- **Provided information**
━━━

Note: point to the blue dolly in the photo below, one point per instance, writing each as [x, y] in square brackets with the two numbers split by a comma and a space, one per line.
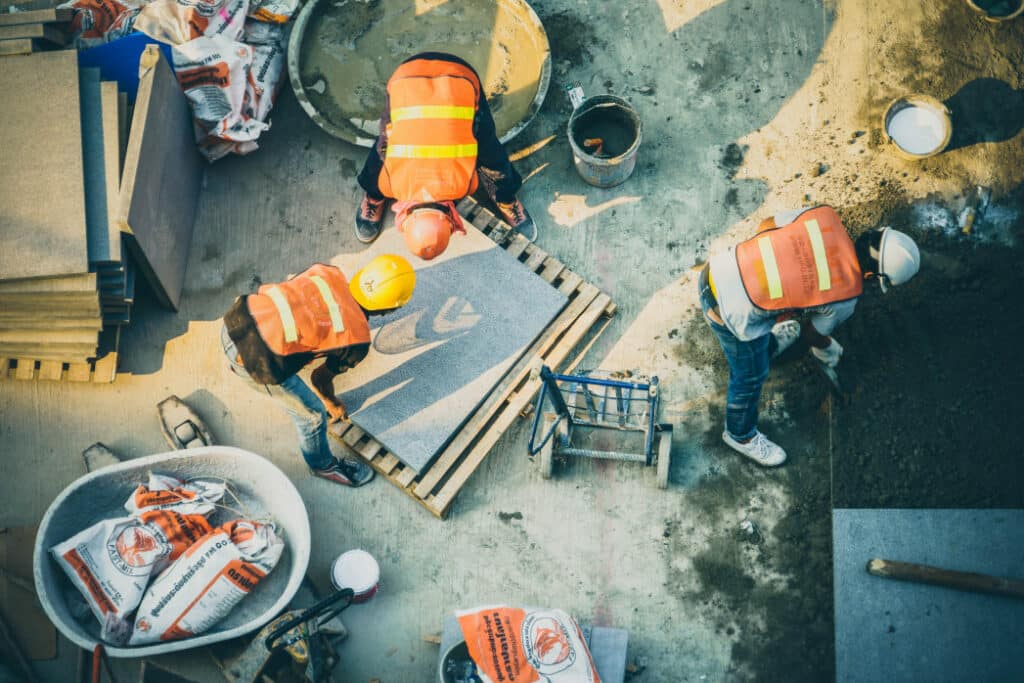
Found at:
[599, 399]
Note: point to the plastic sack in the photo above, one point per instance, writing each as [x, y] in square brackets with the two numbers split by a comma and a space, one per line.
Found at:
[273, 11]
[97, 22]
[177, 22]
[206, 582]
[167, 493]
[111, 562]
[511, 644]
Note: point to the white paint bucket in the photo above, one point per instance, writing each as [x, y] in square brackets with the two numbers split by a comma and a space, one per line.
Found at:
[358, 570]
[919, 126]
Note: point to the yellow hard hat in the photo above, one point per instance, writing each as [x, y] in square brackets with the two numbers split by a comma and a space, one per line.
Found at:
[387, 282]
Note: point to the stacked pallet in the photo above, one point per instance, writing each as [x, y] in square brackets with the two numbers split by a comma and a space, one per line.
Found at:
[65, 274]
[34, 31]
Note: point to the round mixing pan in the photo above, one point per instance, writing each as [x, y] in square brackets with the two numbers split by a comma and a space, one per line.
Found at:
[342, 53]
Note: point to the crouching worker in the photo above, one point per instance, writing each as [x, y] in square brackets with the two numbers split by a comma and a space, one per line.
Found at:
[801, 263]
[269, 336]
[436, 132]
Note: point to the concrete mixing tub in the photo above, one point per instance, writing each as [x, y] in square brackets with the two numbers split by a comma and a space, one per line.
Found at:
[263, 491]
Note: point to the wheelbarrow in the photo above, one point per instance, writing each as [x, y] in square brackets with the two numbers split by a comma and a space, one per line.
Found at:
[595, 400]
[262, 489]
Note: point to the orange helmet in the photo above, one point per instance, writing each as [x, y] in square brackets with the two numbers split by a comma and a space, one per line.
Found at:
[427, 231]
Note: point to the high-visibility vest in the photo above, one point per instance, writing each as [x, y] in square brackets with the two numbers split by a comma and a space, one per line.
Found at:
[431, 150]
[806, 263]
[311, 312]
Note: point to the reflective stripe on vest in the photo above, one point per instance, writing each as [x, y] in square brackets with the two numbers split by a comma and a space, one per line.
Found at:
[432, 151]
[433, 112]
[807, 263]
[312, 312]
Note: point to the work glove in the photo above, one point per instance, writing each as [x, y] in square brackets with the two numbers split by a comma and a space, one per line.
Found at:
[828, 355]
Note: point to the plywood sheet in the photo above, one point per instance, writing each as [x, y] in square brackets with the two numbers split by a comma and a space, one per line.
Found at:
[42, 198]
[161, 180]
[475, 310]
[896, 631]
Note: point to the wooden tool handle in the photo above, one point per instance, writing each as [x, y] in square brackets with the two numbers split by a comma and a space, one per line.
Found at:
[962, 581]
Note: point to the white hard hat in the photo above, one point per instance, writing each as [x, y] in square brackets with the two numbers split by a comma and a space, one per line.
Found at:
[899, 258]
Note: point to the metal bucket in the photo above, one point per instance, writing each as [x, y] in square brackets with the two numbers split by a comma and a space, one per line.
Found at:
[612, 121]
[997, 10]
[263, 489]
[918, 126]
[363, 127]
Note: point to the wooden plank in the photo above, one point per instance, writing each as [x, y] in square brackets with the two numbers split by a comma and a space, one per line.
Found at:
[50, 370]
[41, 31]
[497, 397]
[79, 372]
[36, 16]
[160, 183]
[15, 46]
[105, 369]
[25, 370]
[444, 497]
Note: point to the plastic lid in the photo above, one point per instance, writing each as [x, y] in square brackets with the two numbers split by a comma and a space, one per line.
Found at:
[355, 569]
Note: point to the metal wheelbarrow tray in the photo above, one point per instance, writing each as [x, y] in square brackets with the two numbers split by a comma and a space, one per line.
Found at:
[264, 492]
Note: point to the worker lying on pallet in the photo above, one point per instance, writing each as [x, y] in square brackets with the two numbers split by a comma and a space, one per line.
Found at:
[801, 262]
[436, 135]
[269, 336]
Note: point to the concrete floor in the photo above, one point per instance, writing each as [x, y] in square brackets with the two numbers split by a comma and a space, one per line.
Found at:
[731, 96]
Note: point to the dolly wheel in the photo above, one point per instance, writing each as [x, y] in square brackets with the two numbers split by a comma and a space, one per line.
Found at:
[664, 458]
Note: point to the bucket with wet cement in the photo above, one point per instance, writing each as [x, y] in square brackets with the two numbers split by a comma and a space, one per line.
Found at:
[919, 126]
[997, 10]
[604, 133]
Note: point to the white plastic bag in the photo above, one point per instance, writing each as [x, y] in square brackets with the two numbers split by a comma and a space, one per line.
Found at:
[206, 582]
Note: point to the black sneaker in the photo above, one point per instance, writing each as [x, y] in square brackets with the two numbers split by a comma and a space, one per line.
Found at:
[370, 219]
[515, 214]
[347, 472]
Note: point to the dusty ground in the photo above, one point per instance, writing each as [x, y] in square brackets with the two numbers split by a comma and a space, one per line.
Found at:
[750, 107]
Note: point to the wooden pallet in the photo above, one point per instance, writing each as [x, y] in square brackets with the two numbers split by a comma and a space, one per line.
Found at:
[436, 487]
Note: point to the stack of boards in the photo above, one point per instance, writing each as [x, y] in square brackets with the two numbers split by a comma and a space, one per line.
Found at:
[28, 32]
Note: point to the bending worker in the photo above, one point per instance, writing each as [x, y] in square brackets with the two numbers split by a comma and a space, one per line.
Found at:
[436, 132]
[799, 263]
[269, 336]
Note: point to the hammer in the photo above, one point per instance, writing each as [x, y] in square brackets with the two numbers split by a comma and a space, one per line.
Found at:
[961, 581]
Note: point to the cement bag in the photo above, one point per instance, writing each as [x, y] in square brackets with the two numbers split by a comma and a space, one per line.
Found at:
[178, 22]
[96, 22]
[214, 74]
[511, 644]
[167, 493]
[111, 562]
[206, 583]
[273, 11]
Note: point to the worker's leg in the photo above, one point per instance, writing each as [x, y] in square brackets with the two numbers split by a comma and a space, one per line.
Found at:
[301, 403]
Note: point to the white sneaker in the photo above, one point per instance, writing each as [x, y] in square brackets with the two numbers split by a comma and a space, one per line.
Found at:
[785, 334]
[760, 449]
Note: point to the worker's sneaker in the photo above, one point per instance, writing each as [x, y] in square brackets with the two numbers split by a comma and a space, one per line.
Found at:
[515, 214]
[760, 449]
[347, 472]
[785, 334]
[370, 219]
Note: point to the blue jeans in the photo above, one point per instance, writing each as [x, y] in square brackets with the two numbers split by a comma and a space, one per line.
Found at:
[748, 370]
[299, 401]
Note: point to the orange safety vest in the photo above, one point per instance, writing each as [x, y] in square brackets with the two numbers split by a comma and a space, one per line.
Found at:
[809, 262]
[431, 150]
[311, 312]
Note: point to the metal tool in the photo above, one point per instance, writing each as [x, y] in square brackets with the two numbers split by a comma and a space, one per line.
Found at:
[961, 581]
[181, 427]
[599, 399]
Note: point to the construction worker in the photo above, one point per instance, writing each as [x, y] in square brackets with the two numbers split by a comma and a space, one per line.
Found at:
[800, 263]
[269, 336]
[436, 135]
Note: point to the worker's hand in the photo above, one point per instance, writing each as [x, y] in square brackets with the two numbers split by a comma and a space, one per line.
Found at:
[830, 354]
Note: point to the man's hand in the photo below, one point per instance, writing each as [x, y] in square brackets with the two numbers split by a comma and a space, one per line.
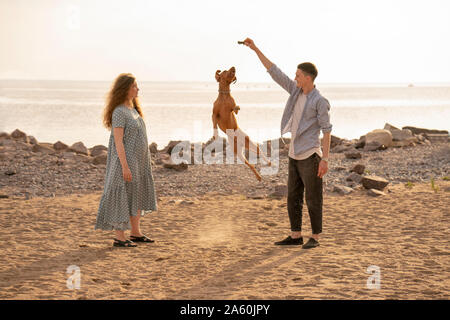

━━━

- **What the exercise asks**
Print all the entries again exactly as written, but without the pictures.

- **Expected answer**
Note: point to the blue dolly in the photo below, one point per instance, writing each as [x, y] in square brackets with the two numbers split by a comma and a space, one per line.
Found at:
[599, 399]
Note: point to the plastic sack in the photo above, one point per instance, writing each as [x, y] in square brackets with the two numbers split by a comma and a space, one per line.
Found at:
[273, 11]
[97, 22]
[177, 22]
[206, 582]
[167, 493]
[111, 562]
[511, 644]
Note: point to the white paint bucket in the photo above, one point per instance, writing each as [x, y] in square brackets with the two numbers split by a comma and a space, one per line.
Found at:
[358, 570]
[919, 126]
Note: point to the yellow hard hat in the photo above, one point per instance, writing each as [x, y] in square brackets with the two numbers split by a comma and a space, one per line.
Found at:
[387, 282]
Note: point to the stacked pallet in the photo above, one point per instance, writing each as [x, y] in square brackets with the two numbers split by a comma and a space, one per line.
Found at:
[65, 274]
[34, 31]
Note: point to the round mixing pan in the photo above, one point per instance, writing each as [x, y] in square brackets with the two numbers split by a comma and a space, one per line.
Found at:
[342, 53]
Note: point to the crouching worker in the photo above, one point per instance, writing each as [x, y] in square brackets with the two numbers split by a comma and a space, one per line.
Found at:
[801, 263]
[269, 336]
[436, 132]
Note: point to the concrete mixing tub in the photo above, one point per instance, writing each as [x, y] in square brackets with the two numbers split by a comma and a space, one per line.
Found at:
[263, 491]
Note: point to the wheelbarrow in the photo above, one point per instance, writing each as [x, y] in square brackets with the two numbers split by a comma and a space, one per line.
Found at:
[595, 400]
[262, 489]
Note: point to the orange helmet in the photo above, one point per instance, writing each as [x, y] in square brackets with the two numbers split by a comma and a space, one per line.
Found at:
[427, 231]
Note: point to the high-visibility vest in the photo above, one point per instance, writing each as [x, y] in square brackets with the two numbers split by a comma and a space, one per line.
Found at:
[431, 150]
[806, 263]
[311, 312]
Note: point to the reflective stripe on vest in the photo above, one point per instance, writing each as [x, y] in square brackets with the two numbers split by a comma and a space, one per line.
Found at:
[432, 151]
[433, 112]
[807, 263]
[312, 312]
Note: point to the work glove in the photo above, one point per instance, writing each as [x, y] in square brackets with the two numbers split by a comma and a space, one per line.
Found at:
[828, 355]
Note: point to the plywood sheet in the photo above, one point per instance, writing each as [x, y] in square brackets with the two numbers split by a comma and a space, one per line.
Found at:
[42, 198]
[161, 180]
[475, 310]
[896, 631]
Note: point to the wooden tool handle in the photo above, one point per instance, writing each as [x, y] in square brackets with the two numbers split by a comma and a space, one per line.
Found at:
[962, 581]
Note: point to the white hard hat in the photo above, one point per instance, writing each as [x, y] in square brackets with the two numbers split by a comma and a space, one per line.
Found at:
[899, 258]
Note: point to the metal bucket in the photo above, one point per instance, writing each as [x, y] in square brackets with the two numbers split by a comma and a space, one per line.
Found at:
[612, 121]
[997, 10]
[263, 489]
[918, 126]
[363, 127]
Note: point to the wooden plank in the photo above, one point per instance, writing each as [x, y] in square brackets with the two numbers split by a comma and a space, one per line.
Found at:
[50, 370]
[41, 31]
[497, 397]
[79, 372]
[36, 16]
[160, 183]
[15, 46]
[105, 369]
[25, 370]
[444, 497]
Note: point to the plastic lid in the photo above, one point per instance, writing each as [x, y] in square brackets with the two numbers split by a comma and a space, one per line.
Found at:
[355, 569]
Note: point to the metal wheelbarrow tray in the photo above, one point per instance, writing each as [x, y] in square brackets with the two numbers split by a comma and a space, one per line.
Found at:
[264, 492]
Note: point to the worker lying on pallet in the photo above, one point per instance, writing each as [x, y] in square brackets with the two numbers split by a comma and a space, one per line.
Found at:
[801, 262]
[436, 135]
[269, 336]
Note: point to the concrete floor in the photo above, one point per instance, writing each as [x, y] in square brackets with the two numbers split by a comma and a space, one per line.
Found at:
[731, 96]
Note: point to the dolly wheel in the photo above, one point per instance, writing each as [x, y] in square brackets with the two numbers split by a comma and a space, one per line.
Found at:
[664, 458]
Note: point to the bucket with wet cement in the photo above, one point per instance, writing each as [x, y] in square brackets with the two numbers split by a comma and a space, one per line.
Found at:
[919, 126]
[997, 10]
[604, 133]
Note: point to the white plastic bag in the photo above, one point per instance, writing each as [x, y] in square brackets with the two numbers split by a comma and a space, one per line.
Found at:
[206, 582]
Note: point to the black sneaker in the photo above, one point per instance, writing each as [x, y] in square brackets with the two numbers split by a comma and a space, one per line.
Found at:
[370, 219]
[515, 214]
[347, 472]
Note: point to the dusty ground in the photo above, one point per instance, writing each as [x, y] in square brackets with the two numbers split by a comma and a space, one per line.
Found at:
[750, 107]
Note: point to the wooden pallet in the photo above, one point per instance, writing each as [x, y] in square brackets with the two numbers split by a comma and a space, one per line.
Found at:
[436, 487]
Note: point to the stack of boards in the photo above, one point per instance, writing each as [x, y] in square brackets with the two numbers split by a comma and a space, one per line.
Found at:
[28, 32]
Note: point to the bending worker in the photo above, one point per instance, writing each as [x, y] in square brackets with the two numbers split by a comma and a space, one per line.
Found at:
[436, 132]
[799, 263]
[269, 336]
Note: point to the hammer in the photo above, one point per instance, writing each as [x, y] in square brackets with the two numbers split by a comma and a space, one per line.
Found at:
[961, 581]
Note: point to the cement bag in the photo above, one point per instance, writing each as [x, y] in square brackets with the two numbers split by a comma and a space, one per line.
Found at:
[178, 22]
[96, 22]
[214, 74]
[511, 644]
[167, 493]
[111, 562]
[206, 583]
[273, 11]
Note: point to the worker's leg in the photo above, one point per instance, writing each as [x, y] in square brackets with the two numbers split by a comma and a space, one per line.
Found at:
[301, 403]
Note: point to the white sneaker in the photo above, one point per instance, writing each as [x, y] in square brackets with the two numbers split by a comma and a space, one per line.
Found at:
[785, 334]
[760, 449]
Note: point to the worker's sneaker in the photo above, one point per instance, writing each as [x, y] in square brackets with the two numbers split by a comma and a space, one per line.
Found at:
[515, 214]
[760, 449]
[347, 472]
[785, 334]
[370, 219]
Note: point to the blue jeans in the photo above, one point per instance, writing each as [x, y] in square brackets with the two numbers split by a comma and a space, one per line.
Found at:
[748, 370]
[299, 401]
Note: point to the orange safety vest in the photo above, one point per instance, writing each as [x, y] in square brackets with the two numbers split by a comma and a space, one per line.
Found at:
[809, 262]
[431, 150]
[311, 312]
Note: point to the metal tool in the photo above, one point per instance, writing each as [x, y] in square brackets with the two numbers split by a comma and a space, one per line.
Found at:
[961, 581]
[181, 427]
[599, 399]
Note: point to the construction worker in the photo above, one point per instance, writing each as [x, y] in square brackets with the two numbers split by a comma and a space, one per line.
Found at:
[800, 263]
[269, 336]
[436, 135]
Note: point to the worker's hand in the photo above, one point per instance, writing each as [x, y] in square brackets with the two numbers split by a comma and a space, one per line.
Found at:
[830, 354]
Note: point to the man's hand in the photo below, one point per instance, writing each as [x, y] in square brackets with the two numbers split by a comma and a space, one per line.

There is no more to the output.